» **Problem requirements**
Can you give all of the data below as a JSON list of strings, one string per line, skipping blank lines and leaving out the pictures?

» **Records supplied**
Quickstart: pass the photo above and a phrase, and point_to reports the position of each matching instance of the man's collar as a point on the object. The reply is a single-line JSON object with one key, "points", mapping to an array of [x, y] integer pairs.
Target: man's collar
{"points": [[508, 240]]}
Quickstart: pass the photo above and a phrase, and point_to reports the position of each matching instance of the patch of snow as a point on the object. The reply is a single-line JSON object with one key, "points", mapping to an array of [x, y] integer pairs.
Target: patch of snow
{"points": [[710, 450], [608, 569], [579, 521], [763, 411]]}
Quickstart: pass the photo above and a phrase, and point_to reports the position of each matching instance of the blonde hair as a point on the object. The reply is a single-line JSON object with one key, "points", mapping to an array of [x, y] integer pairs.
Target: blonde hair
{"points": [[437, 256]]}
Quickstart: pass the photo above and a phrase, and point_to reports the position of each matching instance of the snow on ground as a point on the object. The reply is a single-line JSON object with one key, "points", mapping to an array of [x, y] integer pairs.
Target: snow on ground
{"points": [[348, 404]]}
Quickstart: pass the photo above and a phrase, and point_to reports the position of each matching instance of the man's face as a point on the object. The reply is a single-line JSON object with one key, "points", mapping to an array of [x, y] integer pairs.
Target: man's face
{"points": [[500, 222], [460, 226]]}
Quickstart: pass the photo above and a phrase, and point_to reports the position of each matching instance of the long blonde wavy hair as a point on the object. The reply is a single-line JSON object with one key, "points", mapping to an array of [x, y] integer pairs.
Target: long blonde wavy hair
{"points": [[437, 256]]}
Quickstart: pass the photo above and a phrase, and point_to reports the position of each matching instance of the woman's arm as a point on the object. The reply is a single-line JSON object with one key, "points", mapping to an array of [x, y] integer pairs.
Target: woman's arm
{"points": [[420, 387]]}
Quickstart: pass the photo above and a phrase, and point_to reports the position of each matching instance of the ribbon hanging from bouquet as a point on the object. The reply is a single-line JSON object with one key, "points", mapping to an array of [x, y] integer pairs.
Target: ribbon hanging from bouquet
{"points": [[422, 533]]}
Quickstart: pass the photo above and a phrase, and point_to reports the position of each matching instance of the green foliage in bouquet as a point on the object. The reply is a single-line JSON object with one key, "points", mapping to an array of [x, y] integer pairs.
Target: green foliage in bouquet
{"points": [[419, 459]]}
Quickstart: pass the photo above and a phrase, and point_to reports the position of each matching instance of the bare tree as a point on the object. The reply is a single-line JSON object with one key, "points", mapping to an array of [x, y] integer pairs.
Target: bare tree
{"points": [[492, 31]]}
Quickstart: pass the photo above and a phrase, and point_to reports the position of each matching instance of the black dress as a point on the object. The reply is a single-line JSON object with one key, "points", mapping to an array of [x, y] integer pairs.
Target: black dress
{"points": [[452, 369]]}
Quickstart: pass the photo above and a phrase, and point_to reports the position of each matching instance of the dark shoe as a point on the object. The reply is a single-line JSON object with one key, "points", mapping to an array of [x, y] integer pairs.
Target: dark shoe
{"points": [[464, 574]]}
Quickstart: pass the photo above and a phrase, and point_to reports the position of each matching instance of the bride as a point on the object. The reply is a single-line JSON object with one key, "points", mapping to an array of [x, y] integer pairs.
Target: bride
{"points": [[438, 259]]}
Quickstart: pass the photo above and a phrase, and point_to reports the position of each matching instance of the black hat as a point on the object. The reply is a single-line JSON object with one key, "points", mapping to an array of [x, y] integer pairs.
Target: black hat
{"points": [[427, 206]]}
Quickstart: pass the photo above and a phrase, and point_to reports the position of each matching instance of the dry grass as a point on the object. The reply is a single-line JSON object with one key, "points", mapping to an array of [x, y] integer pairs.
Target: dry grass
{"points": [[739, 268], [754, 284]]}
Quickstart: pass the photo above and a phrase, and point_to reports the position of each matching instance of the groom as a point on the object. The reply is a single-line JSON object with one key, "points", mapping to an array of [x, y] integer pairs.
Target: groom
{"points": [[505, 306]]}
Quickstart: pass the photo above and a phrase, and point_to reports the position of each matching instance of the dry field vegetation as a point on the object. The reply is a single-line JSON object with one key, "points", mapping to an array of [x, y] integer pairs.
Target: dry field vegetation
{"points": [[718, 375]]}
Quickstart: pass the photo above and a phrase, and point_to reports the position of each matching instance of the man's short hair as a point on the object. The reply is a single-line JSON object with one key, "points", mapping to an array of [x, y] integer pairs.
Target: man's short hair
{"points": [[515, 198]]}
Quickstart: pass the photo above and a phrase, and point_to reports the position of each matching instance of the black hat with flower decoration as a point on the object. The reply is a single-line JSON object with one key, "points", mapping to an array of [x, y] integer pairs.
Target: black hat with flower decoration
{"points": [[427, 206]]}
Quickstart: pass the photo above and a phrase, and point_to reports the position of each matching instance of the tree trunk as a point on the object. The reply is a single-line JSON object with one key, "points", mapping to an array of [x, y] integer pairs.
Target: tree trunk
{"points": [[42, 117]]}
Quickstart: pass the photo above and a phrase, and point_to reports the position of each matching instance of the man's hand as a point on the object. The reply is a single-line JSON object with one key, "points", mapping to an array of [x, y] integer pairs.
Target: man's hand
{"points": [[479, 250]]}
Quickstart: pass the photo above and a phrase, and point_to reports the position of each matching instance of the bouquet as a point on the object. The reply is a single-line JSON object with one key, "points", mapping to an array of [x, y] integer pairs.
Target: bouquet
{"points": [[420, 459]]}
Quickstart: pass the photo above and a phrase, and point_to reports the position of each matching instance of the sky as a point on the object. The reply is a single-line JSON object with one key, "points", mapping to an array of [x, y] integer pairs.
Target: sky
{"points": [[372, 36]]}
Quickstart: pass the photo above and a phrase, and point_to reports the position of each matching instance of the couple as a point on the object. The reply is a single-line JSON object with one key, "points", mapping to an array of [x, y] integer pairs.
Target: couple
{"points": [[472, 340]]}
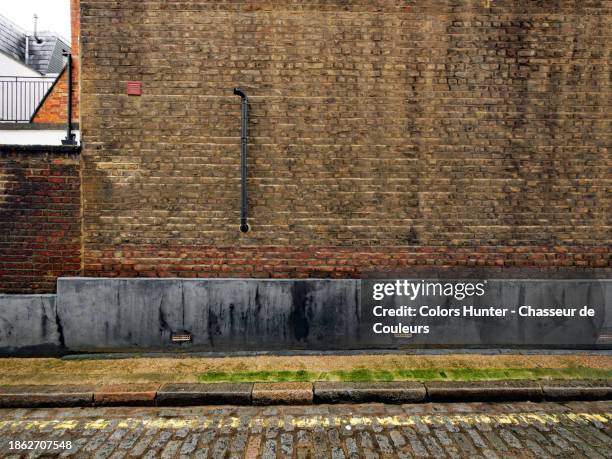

» **Correct response**
[
  "Quickstart: pass the photo above and a phrase, and point_to reports the position of each matching instance of the man's collar as a point on the object. The reply is a single-line JSON object with one key, \"points\", mapping to an array of [x, y] integer pairs.",
  "Target: man's collar",
  "{\"points\": [[508, 240]]}",
  "Quickstart: pass the photo above and a phrase, and point_to reports the position of each matching instance of the patch of snow as a point on the object. The reply is a single-line JSON object with one key, \"points\", mapping to an array of [x, y] integer pairs.",
  "Target: patch of snow",
  "{\"points\": [[710, 450], [608, 569], [579, 521], [763, 411]]}",
  "Quickstart: pass the photo above and a phrase, and point_to reports the position of each matching instance of the blonde hair as a point on the object. The reply is a single-line JSON object with one key, \"points\", mapping to an array of [x, y] integer pairs.",
  "Target: blonde hair",
  "{\"points\": [[437, 256]]}",
  "Quickstart: pass the photo above and a phrase, and point_to reports the position of each matching instance of the snow on ground as a point on the object. The reply is a single-line JSON object with one key, \"points\", mapping to an array of [x, y] integer pairs.",
  "Target: snow on ground",
  "{\"points\": [[348, 404]]}",
  "Quickstart: pass the photo above and a phrase, and point_to reports the position of each matching instance of the man's face as a point on the object. The reply is a single-line JSON object with one key, \"points\", mapping to an array of [x, y] integer pairs.",
  "Target: man's face",
  "{\"points\": [[500, 222], [460, 226]]}",
  "Quickstart: pass the photo above and a phrase, and point_to reports the position of each matching instance of the long blonde wavy hair as a point on the object. The reply is a single-line JSON object with one key, \"points\", mapping to an array of [x, y] integer pairs.",
  "Target: long blonde wavy hair",
  "{\"points\": [[437, 256]]}",
  "Quickstart: pass the photo above and a phrase, and point_to reports the position of each matching instance of the woman's arm as a point on the object. The reply is a single-line JSON object with one key, \"points\", mapping to an array of [x, y] integer pairs.",
  "Target: woman's arm",
  "{\"points\": [[420, 387]]}",
  "Quickstart: pass the photo above and a phrase, and point_to reports the position of each matching instance of the ribbon hanging from bouquet as a point on the object. The reply is a single-line JSON object with one key, \"points\", mapping to an array of [x, y] integer pairs.",
  "Target: ribbon hanging from bouquet",
  "{\"points\": [[422, 533]]}",
  "Quickstart: pass the photo above and a phrase, and point_to reports the position of each matching instance of the green foliage in bouquet as a point on the object. The reply is a single-line JSON object with one key, \"points\", mapping to an array of [x, y] integer pairs.",
  "Target: green foliage in bouquet",
  "{\"points\": [[419, 459]]}",
  "Quickstart: pass the photo above and a phrase, and point_to reports the position of each matching instance of the bare tree as a point on the object. The reply is a single-line JSON object with one key, \"points\", mapping to an array of [x, y] integer pairs.",
  "Target: bare tree",
  "{\"points\": [[492, 31]]}",
  "Quickstart: pass the photo above and a phrase, and point_to reports the position of each matching instance of the black dress as a point on the object. The reply is a single-line JSON object with one key, \"points\", mapping to an array of [x, y] integer pairs.",
  "Target: black dress",
  "{\"points\": [[452, 369]]}",
  "Quickstart: pass the photo above and a phrase, and point_to reports the position of each matching instance of the dark shoe as a point on the object. The reply is a single-line JSON object with one key, \"points\", mapping to an array of [x, y] integer pairs.",
  "Target: dark shoe",
  "{\"points\": [[464, 574]]}",
  "Quickstart: pass the photo above and a phrase, and point_to reports the position of each matching instance of the bride as a point on the object. The reply is a single-line JSON object with one key, \"points\", mapping to an array of [x, y] integer pairs.",
  "Target: bride",
  "{\"points\": [[438, 259]]}",
  "Quickstart: pass the photo above and a phrase, and point_to reports the position of each matching instance of the black hat as a point on the object. The reply is a single-line JSON object with one key, \"points\", mapping to an array of [x, y] integer pairs.",
  "Target: black hat",
  "{\"points\": [[427, 206]]}",
  "Quickstart: pass the photo above and a phrase, and point_to reports the position of each matching instance of the dry grass as a point on the object. The reply is a single-line JSON object with one key, \"points\", mapping to an array of [x, y] integer pairs.",
  "Target: dry grass",
  "{\"points\": [[739, 268], [754, 284]]}",
  "Quickstart: pass the photo above and a phrase, and point_to reports the position of each matching instance of the groom as a point on the object. The reply is a single-line JSON object with one key, \"points\", mapping to an array of [x, y] integer pairs.",
  "Target: groom",
  "{\"points\": [[505, 306]]}",
  "Quickstart: pass the photo above and a phrase, and point_to reports the position of each matching instance of the dry field vegetation as a point on the object. The reply is a single-line JSON object with one key, \"points\", mapping to an array of [x, y] integer pairs.",
  "Target: dry field vegetation",
  "{\"points\": [[718, 375]]}",
  "Quickstart: pass the photo above and a phrase, and point_to reports the position of each matching instance of the man's short hair as a point on the object. The reply is a single-line JSON object with one key, \"points\", mapping to an array of [x, y] integer pairs.",
  "Target: man's short hair",
  "{\"points\": [[515, 198]]}",
  "Quickstart: pass the photo above and a phrase, and point_to reports the position of each matching instance of the black hat with flower decoration as a point on the object. The reply is a single-line JSON object with one key, \"points\", mapping to an array of [x, y] integer pairs.",
  "Target: black hat with flower decoration",
  "{\"points\": [[427, 206]]}",
  "Quickstart: pass the photo above and a phrase, and point_to reports the position of each matching instance of the tree trunk as a point on the object. The reply is a single-line JSON object with one key, \"points\", mapping to an array of [x, y] integer pairs.",
  "Target: tree trunk",
  "{\"points\": [[42, 117]]}",
  "Quickstart: pass the photo above and a phrase, and point_to reports the position of each matching instance of the man's hand as a point on the object. The reply is a single-line JSON object with one key, \"points\", mapping to an array of [x, y] integer pairs.",
  "Target: man's hand",
  "{\"points\": [[479, 250]]}",
  "Quickstart: pass the photo above and a phrase, and point_to reports the position of each matching instance of the bouquet as a point on the object. The reply is a single-line JSON object with one key, \"points\", mapping to an array of [x, y] integer pairs.",
  "Target: bouquet",
  "{\"points\": [[420, 459]]}",
  "Quickstart: pass the photo above and a phrase, and point_to reports the position of each matching instance of the sky as a point on the object. The reply is a single-line JSON object with one key, \"points\", mapping to an array of [x, y] integer pairs.",
  "Target: sky",
  "{\"points\": [[372, 36]]}",
  "Quickstart: pass the photo above and a phrase, and point_to reports the position of each matching instance of the couple as a point on the object. The reply is a single-line JSON object with one key, \"points\", mapping to an array of [x, y] integer pairs.",
  "Target: couple",
  "{\"points\": [[472, 340]]}"
]